# What the task asks
Count the lines in the data items below that contain the word "water", matching case exactly. Give only the number.

Data items
━━━━━━━━━━

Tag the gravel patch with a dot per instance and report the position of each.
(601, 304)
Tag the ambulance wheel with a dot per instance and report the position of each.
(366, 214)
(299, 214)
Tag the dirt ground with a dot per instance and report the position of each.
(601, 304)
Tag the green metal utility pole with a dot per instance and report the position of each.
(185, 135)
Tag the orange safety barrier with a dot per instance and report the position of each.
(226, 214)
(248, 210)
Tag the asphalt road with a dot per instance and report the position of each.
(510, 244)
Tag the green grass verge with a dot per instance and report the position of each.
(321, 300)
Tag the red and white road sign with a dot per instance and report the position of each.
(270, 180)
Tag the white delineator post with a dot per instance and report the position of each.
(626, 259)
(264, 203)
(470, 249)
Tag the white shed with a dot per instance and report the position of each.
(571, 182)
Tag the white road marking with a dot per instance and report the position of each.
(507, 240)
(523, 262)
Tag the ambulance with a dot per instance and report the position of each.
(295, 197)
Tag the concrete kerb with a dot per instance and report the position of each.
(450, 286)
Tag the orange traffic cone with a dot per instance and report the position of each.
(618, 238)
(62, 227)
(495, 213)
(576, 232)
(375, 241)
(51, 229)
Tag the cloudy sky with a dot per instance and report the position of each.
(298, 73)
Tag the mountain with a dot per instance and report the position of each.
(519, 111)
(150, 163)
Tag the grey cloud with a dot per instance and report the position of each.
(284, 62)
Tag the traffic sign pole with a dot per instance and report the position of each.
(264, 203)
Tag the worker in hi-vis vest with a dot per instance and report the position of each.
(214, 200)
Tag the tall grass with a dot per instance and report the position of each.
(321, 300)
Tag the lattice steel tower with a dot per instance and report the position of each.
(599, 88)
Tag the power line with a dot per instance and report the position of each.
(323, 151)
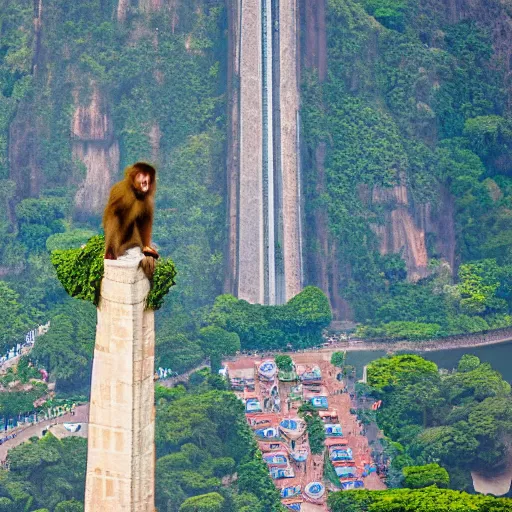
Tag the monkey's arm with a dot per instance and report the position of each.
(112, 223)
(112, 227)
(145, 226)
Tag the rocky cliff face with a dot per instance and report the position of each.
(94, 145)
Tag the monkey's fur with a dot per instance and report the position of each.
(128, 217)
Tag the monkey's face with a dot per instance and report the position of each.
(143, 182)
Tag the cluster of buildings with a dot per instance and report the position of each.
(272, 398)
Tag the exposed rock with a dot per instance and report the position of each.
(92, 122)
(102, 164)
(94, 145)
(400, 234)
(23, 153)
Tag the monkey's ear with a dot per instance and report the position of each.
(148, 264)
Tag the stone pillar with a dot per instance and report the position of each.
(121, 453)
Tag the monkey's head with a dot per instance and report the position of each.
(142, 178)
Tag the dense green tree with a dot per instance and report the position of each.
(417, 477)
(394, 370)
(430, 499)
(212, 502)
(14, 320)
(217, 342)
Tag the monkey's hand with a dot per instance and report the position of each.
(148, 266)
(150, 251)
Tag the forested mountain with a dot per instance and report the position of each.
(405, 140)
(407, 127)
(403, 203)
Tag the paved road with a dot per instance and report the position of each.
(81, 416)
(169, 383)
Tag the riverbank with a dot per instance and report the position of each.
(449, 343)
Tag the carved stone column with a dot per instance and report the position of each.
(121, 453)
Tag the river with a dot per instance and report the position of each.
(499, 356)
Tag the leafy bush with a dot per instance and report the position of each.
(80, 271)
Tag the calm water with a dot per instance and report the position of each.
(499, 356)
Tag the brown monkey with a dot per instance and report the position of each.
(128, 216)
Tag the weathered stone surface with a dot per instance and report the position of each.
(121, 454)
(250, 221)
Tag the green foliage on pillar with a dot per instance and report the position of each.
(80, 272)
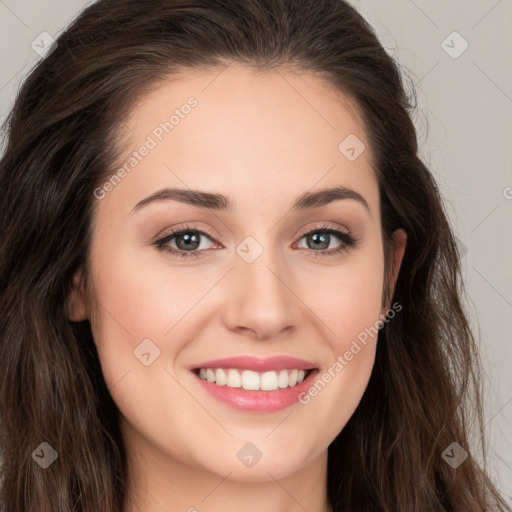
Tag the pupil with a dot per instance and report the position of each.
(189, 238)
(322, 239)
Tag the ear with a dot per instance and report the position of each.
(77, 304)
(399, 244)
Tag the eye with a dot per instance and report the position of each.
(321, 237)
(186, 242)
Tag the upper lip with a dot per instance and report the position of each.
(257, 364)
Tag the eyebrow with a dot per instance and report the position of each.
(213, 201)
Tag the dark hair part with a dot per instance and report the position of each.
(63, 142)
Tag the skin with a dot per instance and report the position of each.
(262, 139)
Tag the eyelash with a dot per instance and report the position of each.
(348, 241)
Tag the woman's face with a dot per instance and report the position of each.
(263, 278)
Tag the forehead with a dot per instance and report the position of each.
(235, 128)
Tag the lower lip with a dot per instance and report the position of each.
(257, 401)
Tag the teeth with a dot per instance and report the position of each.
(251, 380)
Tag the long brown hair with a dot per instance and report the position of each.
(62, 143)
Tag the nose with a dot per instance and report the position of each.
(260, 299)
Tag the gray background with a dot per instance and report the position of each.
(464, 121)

━━━━━━━━━━

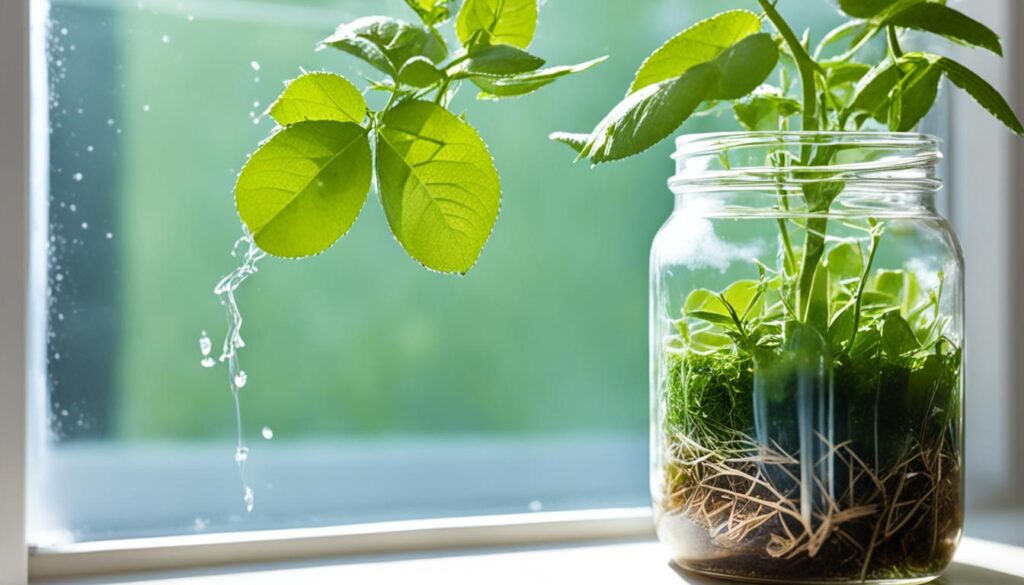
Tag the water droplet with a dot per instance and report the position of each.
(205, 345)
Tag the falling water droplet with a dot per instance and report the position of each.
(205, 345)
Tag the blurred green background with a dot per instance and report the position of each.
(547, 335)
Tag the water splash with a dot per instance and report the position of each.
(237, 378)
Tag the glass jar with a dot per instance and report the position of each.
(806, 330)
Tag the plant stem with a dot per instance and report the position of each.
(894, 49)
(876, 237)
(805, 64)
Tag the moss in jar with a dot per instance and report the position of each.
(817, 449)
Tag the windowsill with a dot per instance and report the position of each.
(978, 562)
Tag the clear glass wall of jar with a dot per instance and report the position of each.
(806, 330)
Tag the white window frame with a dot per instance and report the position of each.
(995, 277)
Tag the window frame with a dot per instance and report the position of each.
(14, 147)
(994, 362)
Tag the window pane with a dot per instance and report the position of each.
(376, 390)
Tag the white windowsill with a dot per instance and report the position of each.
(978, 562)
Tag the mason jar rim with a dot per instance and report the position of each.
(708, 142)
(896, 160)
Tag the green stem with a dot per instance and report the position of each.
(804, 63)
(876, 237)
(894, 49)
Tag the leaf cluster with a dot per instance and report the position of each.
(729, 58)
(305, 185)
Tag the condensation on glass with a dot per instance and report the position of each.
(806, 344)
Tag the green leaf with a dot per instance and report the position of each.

━━━━━━━━━━

# Written answer
4